EXTRAIT DU TEXTE →
Information : ensemble de données, validées et confrontées, qui commencent à
avoir un sens. Accumulation d’informations n’est pas connaissance.
Connaissance : ensemble d’informations interprétées par l’entreprise et lui
permettant de prendre des décisions. Accumulation de connaissance n’est pas
sagesse (intelligence).
Intelligence : elle apparaît lorsque les principes fondamentaux qui ont fondé la
connaissance sont compris. Accumulation de sagesse (intelligence) n’est pas
vérité.
Ce qui nous conduit  à proposer notre définition de l’Intelligence économique ;
L’Intelligence économique : est un ensemble de concepts, méthodes et outils qui unifient
toutes les actions coordonnées de recherche, acquisition, traitement, stockage et diffusion
d’information pertinente pour des entreprises considérées individuellement ou en réseaux, dans le cadre d’une stratégie partagée.
Ces processus cohérents, permanents, itératifs, conduisent à des modifications importantes dans les comportements individuels et collectifs, et amènent des transformations dans les mécanismes de prise de décision. Le développement de l’Intelligence économique concerne en outre tous les secteurs de l’entreprise : gestion, mercatique, finance, organisation de la production, recherche, ressources humaines…
La Veille technologique, qui est souvent la première approche en matière d’Intelligence
économique, s’intéresse aux informations techniques : propriété industrielle ou intellectuelle,
recherche, produits, normes…
En complément des secteurs directement concernés par la Veille technologique comme
l’information sur les concurrents, les produits, les marchés, les clients, les fournisseurs, les lois et règlements, l’évolution des modes de gestion et d’organisation…, les questions financières et les politiques publiques entrent bien dans le concept d’Intelligence économique.
Des approches alternatives, comme l’Intelligence compétitive (centrée essentiellement sur les
notions de marché) ou le Business intelligence entrent aussi dans le cadre élargi de
l’Intelligence économique.


Par contre, les concepts de Knowledge management (KM) orientés vers la connaissance existant dans l’entreprise ne relèvent pas de l’Intelligence économique.

L’ensemble des champs qui complètent l’Intelligence économique, comme le KM, la protection des informations ou le lobbying, ne sont pas traités dans ce guide. Ils sont regroupés dans le concept global d’Intelligence stratégique (voir fig. 1.3)

LES CONSIGNES →
1 – D'après l'extrait sur l'intelligence économique, à quelles informations s'intéresse la veille technologique ?
2 – Mettez à jour les lignes des entrées qui vont de celle contenant « For each instance of the female » jusqu'à la fin des entrées, bornes comprises, en remplaçant « biggest » par « largest ». Redonnez ces lignes sans aucune autre modification.
Les entrées n'ont aucun rapport avec l'extrait.

[Une série d'entrées]

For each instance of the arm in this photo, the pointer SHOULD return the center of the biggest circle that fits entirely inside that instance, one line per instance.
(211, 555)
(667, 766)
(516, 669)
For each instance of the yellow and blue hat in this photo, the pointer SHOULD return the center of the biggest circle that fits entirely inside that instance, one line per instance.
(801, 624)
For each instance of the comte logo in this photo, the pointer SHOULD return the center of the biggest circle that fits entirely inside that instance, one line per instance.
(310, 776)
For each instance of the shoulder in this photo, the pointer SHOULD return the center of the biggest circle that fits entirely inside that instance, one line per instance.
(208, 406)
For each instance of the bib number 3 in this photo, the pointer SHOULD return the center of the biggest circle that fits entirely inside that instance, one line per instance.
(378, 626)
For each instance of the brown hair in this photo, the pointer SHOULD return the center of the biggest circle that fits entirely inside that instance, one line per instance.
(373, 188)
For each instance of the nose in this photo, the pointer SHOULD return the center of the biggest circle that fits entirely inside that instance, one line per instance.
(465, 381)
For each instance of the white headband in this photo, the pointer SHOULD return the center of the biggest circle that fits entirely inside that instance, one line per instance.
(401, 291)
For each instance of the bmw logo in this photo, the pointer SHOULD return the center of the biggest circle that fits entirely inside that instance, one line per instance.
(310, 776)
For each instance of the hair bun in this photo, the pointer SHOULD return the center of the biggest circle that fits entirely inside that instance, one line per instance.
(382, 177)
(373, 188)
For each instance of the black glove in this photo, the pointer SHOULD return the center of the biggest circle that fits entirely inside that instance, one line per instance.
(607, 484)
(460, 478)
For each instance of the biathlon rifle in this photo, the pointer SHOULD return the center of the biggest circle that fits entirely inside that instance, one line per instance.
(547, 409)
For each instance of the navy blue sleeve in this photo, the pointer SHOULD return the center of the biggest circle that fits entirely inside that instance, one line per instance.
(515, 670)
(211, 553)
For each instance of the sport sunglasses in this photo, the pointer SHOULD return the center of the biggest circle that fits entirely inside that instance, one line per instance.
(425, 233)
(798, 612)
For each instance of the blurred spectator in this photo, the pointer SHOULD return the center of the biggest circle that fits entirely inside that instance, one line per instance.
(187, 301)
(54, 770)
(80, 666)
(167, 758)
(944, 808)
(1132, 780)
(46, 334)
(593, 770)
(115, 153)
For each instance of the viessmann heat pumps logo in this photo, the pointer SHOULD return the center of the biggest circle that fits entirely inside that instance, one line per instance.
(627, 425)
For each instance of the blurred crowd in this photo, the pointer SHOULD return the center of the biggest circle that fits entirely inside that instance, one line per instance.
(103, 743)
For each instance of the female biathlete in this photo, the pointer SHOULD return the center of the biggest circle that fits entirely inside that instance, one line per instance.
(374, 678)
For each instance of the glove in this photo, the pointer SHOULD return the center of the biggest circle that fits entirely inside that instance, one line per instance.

RÉPONSES PAR CONSIGNE →
1 – Aux informations techniques : propriété industrielle ou intellectuelle, recherche, produits, normes.

2 –
For each instance of the female biathlete in this photo, the pointer SHOULD return the center of the largest circle that fits entirely inside that instance, one line per instance.
(374, 678)
For each instance of the glove in this photo, the pointer SHOULD return the center of the largest circle that fits entirely inside that instance, one line per instance.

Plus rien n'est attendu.